§ Provided text:
BEGIN

There are mainly 2 movies about Ari and I would like to give my view on them......I am still waiting for a real movie about Ari as the two movies that have been released few years back are not reflecting very well Ari's personality and life. This is mainly because they are based on biographer that are not reliable and that wrote about Ari just to make a living...such as Peter Evans..
1 - THE GREEK TYCOON Directed by J. Lee Thompson Screenplay by Mort Fine, with Jacqueline Bisset and Anthony Quinn
In one scene Jacqueline Bisset, playing the Jacqueline Kennedy
role, complains about the cuisine on the yacht; she's really not into Greek
food. What would she prefer? inquires Anthony Quinn, playing the Aristotle
Onassis role. Italian? French? The latter. No problem! he cries. He'll have it
flown in daily from Maxim's, though how he expects to keep the white sauce from
separating in flight is not clear. But the point is made: we are here in the
lap of a luxe so grand as to be unimaginable to us poor mortals who count
ourselves lucky to fly in the general direction of Maxim's a few times during
our lives.
But we must not think that the makers of
this film intend merely to wow us with gaudy excess. No, no, no. They have
soul. Quinn is discovered brooding sadly over his wife's beauty. Why does it
make him gloomy? Because, he says, all beautiful things must eventually fade.
That is in the nature of things. He is full of such slack epigrams, otherwise
known as folk wisdom. Though this trait is more laughable than memorable, it
serves the function of making him human, despite his wealth, his international
wheeling and dealing, his lusty eye for wenches. Indeed, since everyone who has
been in reach of a newspaper over the past 15 years knows in broad outline the
later-life stories of Jackie and Ari, the movie's only surprise is the attitude
that it takes toward them. It is not sensational or lascivious; it is,
strangely enough, rather sweet-spirited. The Greek Tycoon doesn't even have a
good decadent party scene.

END

§ Information shown:

BEGIN

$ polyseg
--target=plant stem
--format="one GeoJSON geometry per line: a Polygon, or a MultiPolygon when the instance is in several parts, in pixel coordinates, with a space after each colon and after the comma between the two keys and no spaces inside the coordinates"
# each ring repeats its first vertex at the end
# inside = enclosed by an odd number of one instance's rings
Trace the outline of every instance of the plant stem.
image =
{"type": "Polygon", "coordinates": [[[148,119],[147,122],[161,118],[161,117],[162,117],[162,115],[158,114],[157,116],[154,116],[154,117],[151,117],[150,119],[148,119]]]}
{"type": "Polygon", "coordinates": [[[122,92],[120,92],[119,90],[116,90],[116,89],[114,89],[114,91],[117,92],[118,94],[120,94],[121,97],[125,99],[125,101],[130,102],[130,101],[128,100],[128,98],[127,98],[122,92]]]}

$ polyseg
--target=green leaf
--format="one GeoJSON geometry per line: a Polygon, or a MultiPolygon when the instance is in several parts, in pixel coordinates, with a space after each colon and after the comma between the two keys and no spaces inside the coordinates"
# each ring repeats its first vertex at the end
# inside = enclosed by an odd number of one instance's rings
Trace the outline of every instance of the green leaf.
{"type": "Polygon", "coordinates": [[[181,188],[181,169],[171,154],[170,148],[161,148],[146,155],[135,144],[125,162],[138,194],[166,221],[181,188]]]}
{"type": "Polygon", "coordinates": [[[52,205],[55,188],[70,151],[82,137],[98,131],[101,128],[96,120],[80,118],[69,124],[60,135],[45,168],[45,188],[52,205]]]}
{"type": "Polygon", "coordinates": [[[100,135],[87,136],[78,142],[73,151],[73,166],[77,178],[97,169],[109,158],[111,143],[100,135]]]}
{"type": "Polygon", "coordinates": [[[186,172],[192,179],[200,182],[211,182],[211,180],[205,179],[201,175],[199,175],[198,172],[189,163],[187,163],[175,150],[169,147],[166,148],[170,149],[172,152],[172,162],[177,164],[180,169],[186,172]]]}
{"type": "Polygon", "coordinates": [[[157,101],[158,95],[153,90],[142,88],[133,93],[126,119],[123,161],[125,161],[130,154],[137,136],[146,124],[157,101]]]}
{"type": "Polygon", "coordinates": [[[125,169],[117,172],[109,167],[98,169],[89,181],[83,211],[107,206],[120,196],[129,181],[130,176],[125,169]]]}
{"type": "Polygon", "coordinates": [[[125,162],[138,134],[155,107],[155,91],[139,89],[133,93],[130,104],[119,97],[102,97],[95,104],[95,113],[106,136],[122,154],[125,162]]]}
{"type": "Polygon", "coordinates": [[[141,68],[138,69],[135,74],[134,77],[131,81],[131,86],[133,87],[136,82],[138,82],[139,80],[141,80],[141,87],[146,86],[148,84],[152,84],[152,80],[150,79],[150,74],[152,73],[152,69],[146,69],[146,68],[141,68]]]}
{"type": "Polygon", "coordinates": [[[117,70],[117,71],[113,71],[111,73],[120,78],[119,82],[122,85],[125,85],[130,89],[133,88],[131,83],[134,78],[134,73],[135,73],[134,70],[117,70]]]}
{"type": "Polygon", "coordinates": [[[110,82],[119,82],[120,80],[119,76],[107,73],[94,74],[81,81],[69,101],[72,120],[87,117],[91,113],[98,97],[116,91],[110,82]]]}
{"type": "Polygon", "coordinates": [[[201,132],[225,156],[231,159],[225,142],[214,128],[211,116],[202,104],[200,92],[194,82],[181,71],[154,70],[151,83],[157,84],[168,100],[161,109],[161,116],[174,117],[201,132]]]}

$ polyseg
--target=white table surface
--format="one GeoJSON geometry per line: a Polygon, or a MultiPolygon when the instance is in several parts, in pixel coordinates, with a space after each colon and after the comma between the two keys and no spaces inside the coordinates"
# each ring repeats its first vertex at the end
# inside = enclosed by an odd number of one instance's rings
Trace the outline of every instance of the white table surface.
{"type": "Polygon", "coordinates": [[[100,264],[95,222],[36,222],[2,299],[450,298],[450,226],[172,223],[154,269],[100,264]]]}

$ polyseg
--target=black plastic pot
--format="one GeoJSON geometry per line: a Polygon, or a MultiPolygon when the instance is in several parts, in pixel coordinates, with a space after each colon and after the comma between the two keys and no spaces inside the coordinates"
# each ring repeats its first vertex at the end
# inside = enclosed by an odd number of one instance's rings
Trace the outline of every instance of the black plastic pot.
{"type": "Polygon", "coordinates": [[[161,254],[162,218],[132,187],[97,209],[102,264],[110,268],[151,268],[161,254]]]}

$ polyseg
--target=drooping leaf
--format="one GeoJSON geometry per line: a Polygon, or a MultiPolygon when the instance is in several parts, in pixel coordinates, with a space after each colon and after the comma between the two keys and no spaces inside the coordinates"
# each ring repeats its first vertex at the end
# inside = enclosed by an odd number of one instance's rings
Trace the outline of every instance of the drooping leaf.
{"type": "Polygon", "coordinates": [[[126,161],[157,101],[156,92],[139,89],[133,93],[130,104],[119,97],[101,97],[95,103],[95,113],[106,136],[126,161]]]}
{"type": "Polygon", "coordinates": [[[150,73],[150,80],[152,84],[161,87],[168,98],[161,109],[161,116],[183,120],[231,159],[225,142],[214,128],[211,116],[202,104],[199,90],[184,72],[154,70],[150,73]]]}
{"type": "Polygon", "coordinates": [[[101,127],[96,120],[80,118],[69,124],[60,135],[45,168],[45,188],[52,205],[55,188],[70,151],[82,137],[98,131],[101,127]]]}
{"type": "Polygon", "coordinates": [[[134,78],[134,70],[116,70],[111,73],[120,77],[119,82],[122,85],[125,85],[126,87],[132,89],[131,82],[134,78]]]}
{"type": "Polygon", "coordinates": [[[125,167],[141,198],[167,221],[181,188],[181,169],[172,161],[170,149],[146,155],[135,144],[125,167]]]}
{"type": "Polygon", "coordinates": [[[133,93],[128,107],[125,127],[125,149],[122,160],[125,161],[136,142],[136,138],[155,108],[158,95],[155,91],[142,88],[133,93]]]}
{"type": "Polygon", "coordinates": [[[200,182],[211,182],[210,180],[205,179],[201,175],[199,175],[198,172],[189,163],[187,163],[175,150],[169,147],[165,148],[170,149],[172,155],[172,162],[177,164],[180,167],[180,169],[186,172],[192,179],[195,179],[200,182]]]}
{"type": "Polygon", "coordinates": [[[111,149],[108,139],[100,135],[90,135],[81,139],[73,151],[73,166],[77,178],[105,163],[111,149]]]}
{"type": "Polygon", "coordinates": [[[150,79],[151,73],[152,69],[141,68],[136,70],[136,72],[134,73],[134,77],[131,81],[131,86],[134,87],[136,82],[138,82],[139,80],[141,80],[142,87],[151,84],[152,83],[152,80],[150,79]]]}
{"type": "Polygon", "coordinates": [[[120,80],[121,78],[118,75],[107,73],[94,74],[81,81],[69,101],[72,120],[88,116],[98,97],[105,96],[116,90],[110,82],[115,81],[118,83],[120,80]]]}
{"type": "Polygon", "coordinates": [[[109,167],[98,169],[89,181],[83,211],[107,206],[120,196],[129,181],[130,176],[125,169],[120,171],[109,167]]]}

END

§ Exercise requirements: Please name the restaurant that Anthony Quinn's character in the movie review says he will have French food flown in from daily.

§ Task output: Maxim's